Set exercise 1 —
Retype a section of the court opinion word for word, starting with "Veronica ZAWISTOWSKI, Petitioner, v." and going on through "lease in effect.".
Set exercise 2 —
Answer these questions using the court opinion:
(a) In what month and year did the petitioner start the holdover proceeding?
(b) As of what date was Mr. Parnian's tenancy said to be terminated?
(c) On what date did Judge Padilla issue his order?

Supplied passage —

=====

From Casetext: Smarter Legal Research

Zawistowski v. Parnian

Civil Court, City of New York, Bronx County.
Dec 11, 2012
38 Misc. 3d 1203 (N.Y. Civ. Ct. 2012)

Opinion

No. 26791/12.

2012-12-11

Veronica ZAWISTOWSKI, Petitioner, v. Mostafa PARNIAN, Respondent–Tenant, “John Doe”, “Jane Doe”, Respondents–Undertenants.


ANDREW LEHRER, J.

Background

Petitioner Veronica Zawistowski commenced this “no grounds” holdover proceeding against respondent-tenant Mostafa Parnian and respondent-undertenants “John Doe” and “Jane Doe” in May 2012. The petition alleges, among other things, that the subject building is a multiple dwelling; that Mr. Parnian is in possession of the subject premises (the “Unit”) “pursuant to a month to month tenancy rental agreement”; that the Unit was rented for business purposes; and that Mr. Parnian's tenancy was terminated as of April 30, 2012 pursuant to a notice of termination dated March 1, 2012, in which petitioner alleged that there was no current lease in effect.

Annexed to the petition is a copy of an order issued by the Hon. Jose A. Padilla, Jr. on January 3, 2012. It appears from that order that prior to commencing this proceeding in the Housing Court, petitioner had commenced a similar proceeding in the Commercial Part of the Civil Court. In his order, Judge Padilla granted Mr. Parnian's motion to vacate his default and dismissed the petition, noting that he (Mr. Parnian) had previously commenced a “Housing Court action” to compel petitioner to correct alleged Housing Code violations; that petitioner had entered into a consent order in that case without raising any issues regarding the jurisdiction of the Housing Court; and that the consent order provided for the Housing Court's continuing jurisdiction in that matter.

=====

Data provided —
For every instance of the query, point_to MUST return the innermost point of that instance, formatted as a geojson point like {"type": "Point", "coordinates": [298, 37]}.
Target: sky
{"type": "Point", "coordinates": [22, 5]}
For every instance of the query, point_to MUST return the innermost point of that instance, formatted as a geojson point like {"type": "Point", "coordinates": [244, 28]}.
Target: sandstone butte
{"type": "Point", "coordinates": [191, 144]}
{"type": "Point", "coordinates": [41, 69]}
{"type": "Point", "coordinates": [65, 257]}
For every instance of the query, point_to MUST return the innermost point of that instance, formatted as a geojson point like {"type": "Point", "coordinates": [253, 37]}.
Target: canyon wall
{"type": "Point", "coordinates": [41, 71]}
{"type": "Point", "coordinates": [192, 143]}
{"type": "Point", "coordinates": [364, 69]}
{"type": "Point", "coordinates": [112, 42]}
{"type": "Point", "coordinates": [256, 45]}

=====

Solution 1 —
Veronica ZAWISTOWSKI, Petitioner, v. Mostafa PARNIAN, Respondent–Tenant, “John Doe”, “Jane Doe”, Respondents–Undertenants.


ANDREW LEHRER, J.

Background

Petitioner Veronica Zawistowski commenced this “no grounds” holdover proceeding against respondent-tenant Mostafa Parnian and respondent-undertenants “John Doe” and “Jane Doe” in May 2012. The petition alleges, among other things, that the subject building is a multiple dwelling; that Mr. Parnian is in possession of the subject premises (the “Unit”) “pursuant to a month to month tenancy rental agreement”; that the Unit was rented for business purposes; and that Mr. Parnian's tenancy was terminated as of April 30, 2012 pursuant to a notice of termination dated March 1, 2012, in which petitioner alleged that there was no current lease in effect.

Solution 2 —
(a) May 2012
(b) April 30, 2012
(c) January 3, 2012